▶ [Problem statement] Would it be possible to quote, exactly and in full, the lines from the one with "Kindly place a point on the bench" through the end of the entries below?
⁂
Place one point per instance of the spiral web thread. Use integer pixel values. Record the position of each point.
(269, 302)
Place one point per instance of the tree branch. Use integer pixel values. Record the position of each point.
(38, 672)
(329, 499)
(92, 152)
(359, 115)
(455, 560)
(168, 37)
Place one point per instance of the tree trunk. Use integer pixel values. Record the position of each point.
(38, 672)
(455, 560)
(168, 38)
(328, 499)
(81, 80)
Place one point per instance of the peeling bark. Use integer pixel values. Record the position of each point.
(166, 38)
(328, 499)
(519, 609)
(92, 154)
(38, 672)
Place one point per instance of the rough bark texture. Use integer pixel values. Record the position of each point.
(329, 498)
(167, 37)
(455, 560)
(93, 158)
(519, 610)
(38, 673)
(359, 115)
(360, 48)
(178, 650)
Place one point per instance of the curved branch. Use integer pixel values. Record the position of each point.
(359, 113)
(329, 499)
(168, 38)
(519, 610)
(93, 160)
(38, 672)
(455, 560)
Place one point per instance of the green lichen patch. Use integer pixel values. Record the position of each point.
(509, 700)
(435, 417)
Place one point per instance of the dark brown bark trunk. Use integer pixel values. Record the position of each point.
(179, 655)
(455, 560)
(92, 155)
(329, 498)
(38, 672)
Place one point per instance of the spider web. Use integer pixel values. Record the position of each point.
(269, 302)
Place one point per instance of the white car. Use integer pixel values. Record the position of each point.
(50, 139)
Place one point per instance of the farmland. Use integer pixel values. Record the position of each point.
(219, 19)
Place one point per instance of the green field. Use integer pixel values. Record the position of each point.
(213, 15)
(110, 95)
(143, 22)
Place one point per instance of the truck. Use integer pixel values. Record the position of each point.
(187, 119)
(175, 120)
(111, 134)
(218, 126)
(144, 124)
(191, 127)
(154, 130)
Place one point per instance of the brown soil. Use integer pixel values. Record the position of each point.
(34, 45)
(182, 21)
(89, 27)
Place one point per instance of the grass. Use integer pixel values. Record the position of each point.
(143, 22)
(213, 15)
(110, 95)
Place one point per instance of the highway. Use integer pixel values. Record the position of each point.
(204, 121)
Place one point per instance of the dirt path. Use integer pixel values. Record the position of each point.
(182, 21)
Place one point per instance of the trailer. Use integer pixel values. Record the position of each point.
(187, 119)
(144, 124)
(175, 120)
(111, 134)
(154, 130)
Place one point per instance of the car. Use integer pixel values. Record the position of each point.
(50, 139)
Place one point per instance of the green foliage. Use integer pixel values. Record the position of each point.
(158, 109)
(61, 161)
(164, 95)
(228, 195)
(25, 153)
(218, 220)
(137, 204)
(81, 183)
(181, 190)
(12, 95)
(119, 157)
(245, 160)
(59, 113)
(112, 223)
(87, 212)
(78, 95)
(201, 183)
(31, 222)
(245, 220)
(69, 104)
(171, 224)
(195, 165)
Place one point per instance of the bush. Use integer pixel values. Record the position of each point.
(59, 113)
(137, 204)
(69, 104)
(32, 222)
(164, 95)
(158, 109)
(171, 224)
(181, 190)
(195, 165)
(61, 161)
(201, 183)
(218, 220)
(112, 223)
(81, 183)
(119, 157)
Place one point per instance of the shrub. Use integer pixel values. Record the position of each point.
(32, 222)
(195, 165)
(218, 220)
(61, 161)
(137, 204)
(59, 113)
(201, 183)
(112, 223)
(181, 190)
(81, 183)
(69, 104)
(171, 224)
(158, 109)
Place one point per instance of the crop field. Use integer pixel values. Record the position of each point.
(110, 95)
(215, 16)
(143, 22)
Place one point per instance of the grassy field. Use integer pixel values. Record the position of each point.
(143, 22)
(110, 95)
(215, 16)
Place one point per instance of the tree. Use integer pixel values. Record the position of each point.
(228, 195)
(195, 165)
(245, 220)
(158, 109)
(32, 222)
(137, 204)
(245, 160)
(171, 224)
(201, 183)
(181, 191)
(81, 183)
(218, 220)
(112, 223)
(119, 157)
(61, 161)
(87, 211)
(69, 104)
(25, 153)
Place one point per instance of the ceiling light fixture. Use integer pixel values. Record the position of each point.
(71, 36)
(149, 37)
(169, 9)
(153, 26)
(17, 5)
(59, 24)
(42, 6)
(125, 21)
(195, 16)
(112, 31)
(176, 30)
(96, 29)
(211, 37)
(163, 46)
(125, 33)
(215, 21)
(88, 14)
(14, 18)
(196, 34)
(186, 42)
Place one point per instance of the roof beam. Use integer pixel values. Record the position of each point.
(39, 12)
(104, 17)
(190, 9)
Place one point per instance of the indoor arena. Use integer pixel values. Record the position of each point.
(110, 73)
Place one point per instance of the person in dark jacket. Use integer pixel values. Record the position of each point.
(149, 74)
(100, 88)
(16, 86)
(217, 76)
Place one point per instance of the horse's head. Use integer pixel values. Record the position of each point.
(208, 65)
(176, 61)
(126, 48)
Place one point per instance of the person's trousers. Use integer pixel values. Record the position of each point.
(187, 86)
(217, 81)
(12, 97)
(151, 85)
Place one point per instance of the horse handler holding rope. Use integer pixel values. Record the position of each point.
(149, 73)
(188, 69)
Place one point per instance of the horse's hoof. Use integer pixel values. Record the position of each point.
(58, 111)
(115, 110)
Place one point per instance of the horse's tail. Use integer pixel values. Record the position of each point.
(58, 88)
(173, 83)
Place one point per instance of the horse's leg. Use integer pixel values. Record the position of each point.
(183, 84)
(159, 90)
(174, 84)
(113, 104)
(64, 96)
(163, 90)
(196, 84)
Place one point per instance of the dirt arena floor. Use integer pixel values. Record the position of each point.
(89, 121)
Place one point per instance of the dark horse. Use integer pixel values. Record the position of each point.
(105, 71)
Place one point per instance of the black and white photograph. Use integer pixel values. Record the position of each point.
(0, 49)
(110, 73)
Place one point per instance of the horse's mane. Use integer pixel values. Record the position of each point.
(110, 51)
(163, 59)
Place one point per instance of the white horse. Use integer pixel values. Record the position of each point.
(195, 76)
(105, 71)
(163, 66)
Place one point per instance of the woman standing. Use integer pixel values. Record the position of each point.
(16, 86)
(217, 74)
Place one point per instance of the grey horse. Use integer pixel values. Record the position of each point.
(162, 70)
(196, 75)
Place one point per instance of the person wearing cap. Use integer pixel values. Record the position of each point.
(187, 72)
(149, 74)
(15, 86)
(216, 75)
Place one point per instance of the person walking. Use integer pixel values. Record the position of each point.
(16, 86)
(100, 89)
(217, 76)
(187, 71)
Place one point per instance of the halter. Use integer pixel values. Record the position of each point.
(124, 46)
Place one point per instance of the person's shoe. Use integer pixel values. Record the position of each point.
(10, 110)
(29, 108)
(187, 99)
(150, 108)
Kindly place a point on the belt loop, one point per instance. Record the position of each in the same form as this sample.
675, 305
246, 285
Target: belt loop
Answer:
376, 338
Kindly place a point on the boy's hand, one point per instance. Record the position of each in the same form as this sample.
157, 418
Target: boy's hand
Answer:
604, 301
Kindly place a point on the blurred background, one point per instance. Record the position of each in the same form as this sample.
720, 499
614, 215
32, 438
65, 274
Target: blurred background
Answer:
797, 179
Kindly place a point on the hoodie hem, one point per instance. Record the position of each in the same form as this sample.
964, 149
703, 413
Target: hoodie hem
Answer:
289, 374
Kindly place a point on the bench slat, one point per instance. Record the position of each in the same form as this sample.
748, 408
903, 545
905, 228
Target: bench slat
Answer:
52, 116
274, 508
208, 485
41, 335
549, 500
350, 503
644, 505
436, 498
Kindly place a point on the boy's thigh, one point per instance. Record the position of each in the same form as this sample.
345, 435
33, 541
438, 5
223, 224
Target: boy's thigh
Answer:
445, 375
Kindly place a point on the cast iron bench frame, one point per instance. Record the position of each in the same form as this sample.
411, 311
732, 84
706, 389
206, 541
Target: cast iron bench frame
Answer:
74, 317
⁂
▶ [Task result]
Kindly place a point on the bench slat, one point per instance. Record the position of each in the same form as this sample.
748, 408
903, 545
905, 228
Target: bench slat
Answer:
52, 116
274, 508
208, 485
41, 335
549, 500
350, 503
644, 505
436, 498
Kindly place a point on the boy's thigh, one point per instance. Record the position of each in the same form as this sample.
345, 435
33, 541
438, 5
223, 224
Target: boy's thigh
Answer:
445, 375
Kindly place a point on the cast iron bench frame, one point per instance. Record the position of each in the same form as this sample.
411, 311
732, 84
706, 389
206, 541
Target: cast iron bench frame
Answer:
74, 317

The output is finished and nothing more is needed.